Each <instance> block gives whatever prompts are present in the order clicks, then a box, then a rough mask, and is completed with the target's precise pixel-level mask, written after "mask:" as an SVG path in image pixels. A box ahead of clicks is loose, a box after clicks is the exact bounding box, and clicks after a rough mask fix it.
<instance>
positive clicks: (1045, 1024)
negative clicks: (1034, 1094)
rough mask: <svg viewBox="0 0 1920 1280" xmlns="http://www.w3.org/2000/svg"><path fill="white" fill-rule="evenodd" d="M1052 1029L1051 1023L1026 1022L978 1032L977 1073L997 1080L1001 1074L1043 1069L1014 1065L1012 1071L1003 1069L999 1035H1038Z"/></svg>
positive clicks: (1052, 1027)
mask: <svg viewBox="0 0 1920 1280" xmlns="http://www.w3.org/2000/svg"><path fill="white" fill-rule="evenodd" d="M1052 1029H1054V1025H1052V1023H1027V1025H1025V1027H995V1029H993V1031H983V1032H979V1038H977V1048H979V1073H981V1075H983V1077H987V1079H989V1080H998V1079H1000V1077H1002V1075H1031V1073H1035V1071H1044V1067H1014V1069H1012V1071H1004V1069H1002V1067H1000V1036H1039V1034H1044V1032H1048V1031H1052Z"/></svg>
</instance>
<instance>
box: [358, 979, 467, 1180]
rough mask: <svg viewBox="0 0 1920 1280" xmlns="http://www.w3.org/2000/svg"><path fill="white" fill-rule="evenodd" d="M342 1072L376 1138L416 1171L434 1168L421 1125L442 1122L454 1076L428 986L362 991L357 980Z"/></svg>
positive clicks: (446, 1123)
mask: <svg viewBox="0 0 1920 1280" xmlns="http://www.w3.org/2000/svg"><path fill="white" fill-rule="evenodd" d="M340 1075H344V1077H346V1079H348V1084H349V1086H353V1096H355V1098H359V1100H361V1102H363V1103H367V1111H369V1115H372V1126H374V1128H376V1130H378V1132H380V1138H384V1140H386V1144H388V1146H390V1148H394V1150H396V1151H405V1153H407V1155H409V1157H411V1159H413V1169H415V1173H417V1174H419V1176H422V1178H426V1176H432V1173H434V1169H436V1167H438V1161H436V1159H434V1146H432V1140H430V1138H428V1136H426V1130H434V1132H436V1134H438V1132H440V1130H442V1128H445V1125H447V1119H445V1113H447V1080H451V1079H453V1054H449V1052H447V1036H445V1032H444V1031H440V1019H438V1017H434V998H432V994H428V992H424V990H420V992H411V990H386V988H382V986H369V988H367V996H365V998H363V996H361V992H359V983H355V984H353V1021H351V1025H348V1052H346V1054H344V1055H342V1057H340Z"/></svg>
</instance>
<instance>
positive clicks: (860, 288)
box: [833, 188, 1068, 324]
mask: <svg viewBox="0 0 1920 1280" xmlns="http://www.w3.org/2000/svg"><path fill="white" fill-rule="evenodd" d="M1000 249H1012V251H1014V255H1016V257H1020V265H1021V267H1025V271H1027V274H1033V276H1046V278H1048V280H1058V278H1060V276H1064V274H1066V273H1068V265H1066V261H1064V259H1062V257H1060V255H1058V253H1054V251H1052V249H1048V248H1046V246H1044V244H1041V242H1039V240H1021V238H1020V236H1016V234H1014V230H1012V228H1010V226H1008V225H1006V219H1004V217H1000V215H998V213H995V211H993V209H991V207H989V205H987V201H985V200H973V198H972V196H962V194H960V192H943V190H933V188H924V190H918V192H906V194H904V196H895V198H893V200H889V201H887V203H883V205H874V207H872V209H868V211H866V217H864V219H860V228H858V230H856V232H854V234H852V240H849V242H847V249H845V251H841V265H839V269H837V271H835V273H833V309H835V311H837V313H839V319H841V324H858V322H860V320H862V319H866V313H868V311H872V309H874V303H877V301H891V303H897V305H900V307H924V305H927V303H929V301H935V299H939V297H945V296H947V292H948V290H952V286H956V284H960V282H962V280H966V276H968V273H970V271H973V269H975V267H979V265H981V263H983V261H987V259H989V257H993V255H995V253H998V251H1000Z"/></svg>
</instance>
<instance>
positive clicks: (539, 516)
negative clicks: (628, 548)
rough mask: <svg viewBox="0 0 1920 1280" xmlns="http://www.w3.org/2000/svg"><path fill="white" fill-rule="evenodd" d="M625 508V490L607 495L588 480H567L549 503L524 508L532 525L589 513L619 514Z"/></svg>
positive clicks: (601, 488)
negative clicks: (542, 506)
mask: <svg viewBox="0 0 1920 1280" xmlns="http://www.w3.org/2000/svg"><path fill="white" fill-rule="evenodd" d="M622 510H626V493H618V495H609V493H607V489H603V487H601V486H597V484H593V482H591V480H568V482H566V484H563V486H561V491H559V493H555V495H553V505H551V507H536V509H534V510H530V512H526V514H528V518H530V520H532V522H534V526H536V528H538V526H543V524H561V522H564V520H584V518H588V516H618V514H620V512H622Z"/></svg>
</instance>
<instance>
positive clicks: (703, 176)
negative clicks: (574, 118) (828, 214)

TASK INSTRUCTIONS: Reproduce the material above verbatim, keeping every line in its original order.

SOLUTION BELOW:
Each <instance> block gives whatever prompts are present in the order clicks, then a box, then a rough mask, and is completed with the target's precise pixel-level mask, written after "mask:" as an SVG path in image pixels. A box ahead of clicks is loose, a box after clicks is the exact bounding box, and clicks after a rough mask fix it.
<instance>
positive clicks: (1045, 1024)
negative clicks: (1034, 1094)
rough mask: <svg viewBox="0 0 1920 1280" xmlns="http://www.w3.org/2000/svg"><path fill="white" fill-rule="evenodd" d="M1052 1029L1051 1023L1026 1022L978 1032L977 1073L997 1080L1001 1074L1043 1069L1014 1065L1012 1071L1003 1069L999 1035H1038Z"/></svg>
positive clicks: (1052, 1027)
mask: <svg viewBox="0 0 1920 1280" xmlns="http://www.w3.org/2000/svg"><path fill="white" fill-rule="evenodd" d="M1052 1029H1054V1025H1052V1023H1027V1025H1025V1027H995V1029H993V1031H983V1032H979V1038H977V1048H979V1073H981V1075H983V1077H987V1079H989V1080H998V1079H1000V1077H1002V1075H1031V1073H1035V1071H1044V1067H1014V1069H1012V1071H1004V1069H1002V1067H1000V1036H1039V1034H1044V1032H1048V1031H1052Z"/></svg>
</instance>
<instance>
box: [358, 979, 467, 1180]
rough mask: <svg viewBox="0 0 1920 1280" xmlns="http://www.w3.org/2000/svg"><path fill="white" fill-rule="evenodd" d="M342 1072L376 1138L416 1171L434 1168L421 1125L442 1122L454 1076L428 986L362 991L357 980Z"/></svg>
positive clicks: (446, 1123)
mask: <svg viewBox="0 0 1920 1280" xmlns="http://www.w3.org/2000/svg"><path fill="white" fill-rule="evenodd" d="M340 1075H344V1077H346V1079H348V1084H349V1086H353V1096H355V1098H359V1100H361V1102H363V1103H367V1111H369V1115H372V1126H374V1128H376V1130H378V1132H380V1138H384V1140H386V1144H388V1146H390V1148H394V1150H396V1151H405V1153H407V1155H409V1157H411V1159H413V1169H415V1173H417V1174H419V1176H422V1178H426V1176H432V1173H434V1169H436V1167H438V1161H436V1159H434V1146H432V1140H430V1138H428V1136H426V1130H434V1132H436V1134H438V1132H440V1130H442V1128H445V1125H447V1119H445V1113H447V1080H451V1079H453V1054H449V1052H447V1036H445V1032H444V1031H440V1019H438V1017H434V998H432V994H428V992H424V990H420V992H411V990H386V988H382V986H369V988H367V996H365V998H363V996H361V992H359V983H355V984H353V1021H351V1025H348V1052H346V1054H344V1055H342V1057H340Z"/></svg>
</instance>
<instance>
positive clicks: (860, 288)
box: [833, 188, 1068, 324]
mask: <svg viewBox="0 0 1920 1280" xmlns="http://www.w3.org/2000/svg"><path fill="white" fill-rule="evenodd" d="M1000 249H1012V251H1014V255H1016V257H1020V265H1021V267H1025V271H1027V274H1033V276H1046V278H1048V280H1058V278H1060V276H1064V274H1066V273H1068V265H1066V261H1064V259H1062V257H1060V255H1058V253H1054V251H1052V249H1048V248H1046V246H1044V244H1041V242H1039V240H1021V238H1020V236H1016V234H1014V230H1012V228H1010V226H1008V225H1006V219H1004V217H1000V215H998V213H995V211H993V209H991V207H989V205H987V201H985V200H973V198H972V196H962V194H960V192H943V190H933V188H924V190H918V192H906V194H904V196H895V198H893V200H889V201H887V203H883V205H874V207H872V209H868V211H866V217H864V219H860V228H858V230H856V232H854V234H852V240H849V242H847V249H845V251H841V265H839V269H837V271H835V273H833V309H835V311H837V313H839V319H841V324H858V322H860V320H862V319H866V313H868V311H872V309H874V303H877V301H891V303H897V305H900V307H924V305H927V303H929V301H935V299H939V297H945V296H947V292H948V290H952V286H956V284H960V282H962V280H966V276H968V273H970V271H973V269H975V267H979V265H981V263H983V261H987V259H989V257H993V255H995V253H998V251H1000Z"/></svg>
</instance>
<instance>
positive clicks: (539, 516)
negative clicks: (628, 548)
rough mask: <svg viewBox="0 0 1920 1280" xmlns="http://www.w3.org/2000/svg"><path fill="white" fill-rule="evenodd" d="M625 508V490L607 495L588 480H567L549 503L524 508L532 525L589 513L619 514Z"/></svg>
positive clicks: (601, 488)
negative clicks: (542, 506)
mask: <svg viewBox="0 0 1920 1280" xmlns="http://www.w3.org/2000/svg"><path fill="white" fill-rule="evenodd" d="M622 510H626V493H618V495H609V493H607V489H603V487H601V486H597V484H593V482H591V480H568V482H566V484H563V486H561V491H559V493H555V495H553V505H551V507H536V509H534V510H530V512H526V514H528V518H530V520H532V522H534V526H536V528H538V526H543V524H561V522H564V520H584V518H588V516H618V514H620V512H622Z"/></svg>
</instance>
<instance>
positive clicks: (703, 176)
negative clicks: (574, 118) (828, 214)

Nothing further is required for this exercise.